§ Task
Exactly the lines from the one with "Reviewer note: check that every instance of the wet" to the end of the data below should be set down, and no others.

(Point-per-instance localization data)
—————

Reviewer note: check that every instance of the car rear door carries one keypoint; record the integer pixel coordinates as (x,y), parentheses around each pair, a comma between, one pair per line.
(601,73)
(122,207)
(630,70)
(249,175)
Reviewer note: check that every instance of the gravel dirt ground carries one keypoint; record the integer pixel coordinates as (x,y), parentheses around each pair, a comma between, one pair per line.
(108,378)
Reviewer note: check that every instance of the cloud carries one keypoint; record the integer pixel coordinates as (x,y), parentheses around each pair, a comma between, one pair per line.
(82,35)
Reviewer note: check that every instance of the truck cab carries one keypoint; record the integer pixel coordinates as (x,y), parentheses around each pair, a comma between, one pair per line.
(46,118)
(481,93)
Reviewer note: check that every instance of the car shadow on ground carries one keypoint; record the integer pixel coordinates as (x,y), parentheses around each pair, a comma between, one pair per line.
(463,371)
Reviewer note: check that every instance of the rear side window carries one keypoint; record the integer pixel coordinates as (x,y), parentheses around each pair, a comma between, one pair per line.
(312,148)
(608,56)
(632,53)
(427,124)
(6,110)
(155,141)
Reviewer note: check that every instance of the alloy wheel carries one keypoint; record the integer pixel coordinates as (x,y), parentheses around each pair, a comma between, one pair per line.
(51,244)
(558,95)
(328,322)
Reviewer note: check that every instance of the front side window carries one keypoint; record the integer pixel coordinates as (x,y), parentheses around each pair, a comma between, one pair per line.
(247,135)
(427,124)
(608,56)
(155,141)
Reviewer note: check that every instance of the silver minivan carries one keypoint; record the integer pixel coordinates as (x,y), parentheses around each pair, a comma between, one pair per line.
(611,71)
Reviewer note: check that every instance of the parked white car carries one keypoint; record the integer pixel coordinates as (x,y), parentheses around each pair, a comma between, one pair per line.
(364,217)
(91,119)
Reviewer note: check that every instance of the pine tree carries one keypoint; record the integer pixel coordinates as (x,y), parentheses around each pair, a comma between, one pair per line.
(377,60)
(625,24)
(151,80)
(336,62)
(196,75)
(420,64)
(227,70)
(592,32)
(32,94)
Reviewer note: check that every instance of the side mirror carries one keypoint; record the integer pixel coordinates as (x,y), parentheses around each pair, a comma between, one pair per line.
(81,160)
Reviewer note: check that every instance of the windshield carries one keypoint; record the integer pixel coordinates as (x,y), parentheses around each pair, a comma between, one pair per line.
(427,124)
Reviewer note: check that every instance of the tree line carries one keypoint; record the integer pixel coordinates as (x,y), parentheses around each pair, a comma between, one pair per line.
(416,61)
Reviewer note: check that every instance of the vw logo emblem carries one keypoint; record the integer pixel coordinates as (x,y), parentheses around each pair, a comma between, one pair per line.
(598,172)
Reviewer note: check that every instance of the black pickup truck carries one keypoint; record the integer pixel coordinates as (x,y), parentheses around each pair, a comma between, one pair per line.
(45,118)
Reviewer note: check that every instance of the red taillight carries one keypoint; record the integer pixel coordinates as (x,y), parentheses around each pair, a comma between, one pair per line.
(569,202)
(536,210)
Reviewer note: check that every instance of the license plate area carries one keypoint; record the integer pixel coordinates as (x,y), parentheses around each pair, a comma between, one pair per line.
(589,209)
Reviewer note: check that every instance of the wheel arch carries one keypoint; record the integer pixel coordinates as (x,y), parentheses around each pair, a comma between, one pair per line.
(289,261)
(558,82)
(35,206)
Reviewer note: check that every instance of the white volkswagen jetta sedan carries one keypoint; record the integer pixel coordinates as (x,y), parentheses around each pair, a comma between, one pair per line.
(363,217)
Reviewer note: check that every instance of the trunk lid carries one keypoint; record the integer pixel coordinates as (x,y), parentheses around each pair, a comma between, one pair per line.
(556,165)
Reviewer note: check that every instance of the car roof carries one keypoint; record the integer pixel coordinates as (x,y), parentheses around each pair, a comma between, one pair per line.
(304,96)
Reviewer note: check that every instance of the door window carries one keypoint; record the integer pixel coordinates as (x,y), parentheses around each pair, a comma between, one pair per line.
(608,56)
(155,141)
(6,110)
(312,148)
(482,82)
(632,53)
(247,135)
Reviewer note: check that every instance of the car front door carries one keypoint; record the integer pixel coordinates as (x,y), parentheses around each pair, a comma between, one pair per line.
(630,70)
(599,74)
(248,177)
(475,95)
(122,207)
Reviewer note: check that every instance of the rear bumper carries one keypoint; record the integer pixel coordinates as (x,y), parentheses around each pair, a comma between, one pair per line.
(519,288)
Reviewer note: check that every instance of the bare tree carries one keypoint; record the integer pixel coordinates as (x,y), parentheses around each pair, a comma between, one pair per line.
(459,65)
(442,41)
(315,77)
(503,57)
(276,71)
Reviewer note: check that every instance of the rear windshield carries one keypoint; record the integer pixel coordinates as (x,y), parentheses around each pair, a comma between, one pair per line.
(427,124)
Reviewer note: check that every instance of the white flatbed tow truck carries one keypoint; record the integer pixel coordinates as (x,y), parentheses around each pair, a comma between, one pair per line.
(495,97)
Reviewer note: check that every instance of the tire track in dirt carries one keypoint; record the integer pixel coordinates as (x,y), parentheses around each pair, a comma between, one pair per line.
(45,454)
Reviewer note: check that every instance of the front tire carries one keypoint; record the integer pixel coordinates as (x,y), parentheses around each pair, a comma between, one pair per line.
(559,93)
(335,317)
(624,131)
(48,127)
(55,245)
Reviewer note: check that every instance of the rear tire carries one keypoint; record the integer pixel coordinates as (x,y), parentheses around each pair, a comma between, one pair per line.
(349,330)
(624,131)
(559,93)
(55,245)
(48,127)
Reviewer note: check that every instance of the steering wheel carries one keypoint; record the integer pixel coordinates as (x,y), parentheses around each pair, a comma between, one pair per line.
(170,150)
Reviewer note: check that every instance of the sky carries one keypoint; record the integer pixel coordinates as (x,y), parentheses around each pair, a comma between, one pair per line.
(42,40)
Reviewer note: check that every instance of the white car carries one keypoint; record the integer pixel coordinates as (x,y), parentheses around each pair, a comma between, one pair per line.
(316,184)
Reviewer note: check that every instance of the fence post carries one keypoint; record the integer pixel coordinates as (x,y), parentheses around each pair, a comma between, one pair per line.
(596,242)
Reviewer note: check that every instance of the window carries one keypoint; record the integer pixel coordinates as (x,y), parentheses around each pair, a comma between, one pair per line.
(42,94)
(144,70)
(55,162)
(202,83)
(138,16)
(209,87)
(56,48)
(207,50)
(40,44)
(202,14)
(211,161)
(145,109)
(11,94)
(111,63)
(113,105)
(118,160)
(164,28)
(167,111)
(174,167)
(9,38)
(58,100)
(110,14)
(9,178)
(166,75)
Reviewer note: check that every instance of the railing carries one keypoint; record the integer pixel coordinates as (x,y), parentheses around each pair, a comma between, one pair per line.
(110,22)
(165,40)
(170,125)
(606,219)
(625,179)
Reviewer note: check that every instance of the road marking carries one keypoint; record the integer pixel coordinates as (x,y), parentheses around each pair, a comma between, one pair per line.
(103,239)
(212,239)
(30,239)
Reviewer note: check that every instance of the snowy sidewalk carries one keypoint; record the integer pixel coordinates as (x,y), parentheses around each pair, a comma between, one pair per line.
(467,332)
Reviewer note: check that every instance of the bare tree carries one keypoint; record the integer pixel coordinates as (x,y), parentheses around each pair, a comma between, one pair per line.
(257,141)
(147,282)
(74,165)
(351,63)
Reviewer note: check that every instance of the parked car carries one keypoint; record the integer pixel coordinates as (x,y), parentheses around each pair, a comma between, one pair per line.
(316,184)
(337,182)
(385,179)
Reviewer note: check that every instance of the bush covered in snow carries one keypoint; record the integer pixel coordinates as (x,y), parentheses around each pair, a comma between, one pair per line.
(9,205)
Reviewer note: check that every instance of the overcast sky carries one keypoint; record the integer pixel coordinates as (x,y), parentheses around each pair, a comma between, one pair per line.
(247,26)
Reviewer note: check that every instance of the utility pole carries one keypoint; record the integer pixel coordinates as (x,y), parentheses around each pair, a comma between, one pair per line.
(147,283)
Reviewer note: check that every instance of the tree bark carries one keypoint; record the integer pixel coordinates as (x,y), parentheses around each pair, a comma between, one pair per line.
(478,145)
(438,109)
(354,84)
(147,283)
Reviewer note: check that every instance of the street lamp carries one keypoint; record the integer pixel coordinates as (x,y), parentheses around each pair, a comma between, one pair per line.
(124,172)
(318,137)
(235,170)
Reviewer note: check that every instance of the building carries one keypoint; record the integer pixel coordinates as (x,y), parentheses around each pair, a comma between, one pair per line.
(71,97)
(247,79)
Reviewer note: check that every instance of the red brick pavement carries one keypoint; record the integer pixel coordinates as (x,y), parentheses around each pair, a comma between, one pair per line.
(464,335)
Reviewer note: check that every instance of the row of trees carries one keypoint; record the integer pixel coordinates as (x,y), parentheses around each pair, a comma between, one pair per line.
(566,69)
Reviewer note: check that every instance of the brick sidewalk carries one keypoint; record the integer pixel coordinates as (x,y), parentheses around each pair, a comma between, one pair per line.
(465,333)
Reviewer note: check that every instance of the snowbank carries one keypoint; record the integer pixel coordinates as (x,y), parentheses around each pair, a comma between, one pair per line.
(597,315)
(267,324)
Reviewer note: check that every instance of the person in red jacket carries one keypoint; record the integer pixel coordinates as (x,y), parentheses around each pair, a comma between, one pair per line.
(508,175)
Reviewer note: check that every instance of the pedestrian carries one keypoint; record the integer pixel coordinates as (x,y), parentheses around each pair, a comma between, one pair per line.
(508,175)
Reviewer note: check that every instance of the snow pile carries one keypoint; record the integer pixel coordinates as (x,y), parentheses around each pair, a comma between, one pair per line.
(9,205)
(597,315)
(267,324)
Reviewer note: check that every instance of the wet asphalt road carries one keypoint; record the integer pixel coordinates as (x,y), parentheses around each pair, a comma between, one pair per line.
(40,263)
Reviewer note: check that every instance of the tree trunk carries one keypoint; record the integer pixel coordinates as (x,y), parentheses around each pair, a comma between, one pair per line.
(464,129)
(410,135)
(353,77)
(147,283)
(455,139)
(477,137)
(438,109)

—————

§ Task output
Reviewer note: check that every instance of the wet asphalt road carries one keypoint; record the integer pixel coordinates as (x,y), parentheses around each pair, a comma between, one pair per line.
(40,263)
Reviewer note: check that every instance of the tree trunk carries one keypoint; record the integer pixel coordinates as (x,y), parentheses around each pair, a comma between, one pair per line.
(464,129)
(410,135)
(353,77)
(147,283)
(455,139)
(477,137)
(438,109)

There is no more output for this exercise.